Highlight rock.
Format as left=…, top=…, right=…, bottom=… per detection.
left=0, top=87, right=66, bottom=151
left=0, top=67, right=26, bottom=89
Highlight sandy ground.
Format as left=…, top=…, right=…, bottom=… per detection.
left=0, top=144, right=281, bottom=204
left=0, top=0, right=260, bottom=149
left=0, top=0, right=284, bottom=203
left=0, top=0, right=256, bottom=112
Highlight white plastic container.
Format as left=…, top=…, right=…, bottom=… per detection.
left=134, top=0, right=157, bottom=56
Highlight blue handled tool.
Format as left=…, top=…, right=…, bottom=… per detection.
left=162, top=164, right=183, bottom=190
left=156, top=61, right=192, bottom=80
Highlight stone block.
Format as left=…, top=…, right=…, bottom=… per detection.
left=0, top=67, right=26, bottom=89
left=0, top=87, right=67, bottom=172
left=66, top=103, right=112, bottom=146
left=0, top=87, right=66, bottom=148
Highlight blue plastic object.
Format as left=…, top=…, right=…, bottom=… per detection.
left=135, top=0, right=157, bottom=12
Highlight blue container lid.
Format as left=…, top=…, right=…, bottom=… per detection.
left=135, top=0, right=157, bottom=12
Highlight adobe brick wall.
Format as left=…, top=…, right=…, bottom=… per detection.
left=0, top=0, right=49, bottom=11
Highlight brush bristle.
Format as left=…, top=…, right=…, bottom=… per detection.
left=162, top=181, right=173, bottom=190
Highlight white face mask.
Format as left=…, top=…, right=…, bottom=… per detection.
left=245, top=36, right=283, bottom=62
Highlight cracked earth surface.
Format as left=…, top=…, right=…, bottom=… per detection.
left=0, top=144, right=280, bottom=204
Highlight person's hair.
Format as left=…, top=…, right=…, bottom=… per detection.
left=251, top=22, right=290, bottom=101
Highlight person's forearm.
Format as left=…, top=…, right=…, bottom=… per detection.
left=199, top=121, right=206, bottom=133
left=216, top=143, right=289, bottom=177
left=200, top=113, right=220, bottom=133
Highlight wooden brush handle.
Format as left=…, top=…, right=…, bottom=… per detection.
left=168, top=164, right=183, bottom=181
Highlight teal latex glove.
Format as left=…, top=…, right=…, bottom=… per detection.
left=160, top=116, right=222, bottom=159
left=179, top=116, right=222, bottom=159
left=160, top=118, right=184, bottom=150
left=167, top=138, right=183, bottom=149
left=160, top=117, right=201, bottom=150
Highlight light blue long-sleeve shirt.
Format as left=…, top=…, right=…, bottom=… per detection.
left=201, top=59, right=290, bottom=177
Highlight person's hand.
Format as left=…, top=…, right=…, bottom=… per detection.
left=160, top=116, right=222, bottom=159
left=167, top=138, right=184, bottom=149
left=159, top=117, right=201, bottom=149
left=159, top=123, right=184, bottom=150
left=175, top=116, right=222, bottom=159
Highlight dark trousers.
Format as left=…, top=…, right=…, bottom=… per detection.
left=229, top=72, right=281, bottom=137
——————————
**What you should do**
Using the entries above, output exactly the lines between the line holding "Highlight blue container lid." and the line holding "Highlight cracked earth surface.", end lines included, and nothing more.

**Task output**
Highlight blue container lid.
Format as left=…, top=…, right=…, bottom=… per detection.
left=135, top=0, right=157, bottom=12
Highlight adobe brick wall.
Format as left=…, top=…, right=…, bottom=… per detection.
left=0, top=0, right=49, bottom=11
Highlight brush bristle.
Format as left=…, top=…, right=…, bottom=… per detection.
left=162, top=181, right=173, bottom=190
Highlight white face mask.
Format as left=…, top=…, right=…, bottom=… per detection.
left=245, top=36, right=283, bottom=62
Highlight cracked earth surface.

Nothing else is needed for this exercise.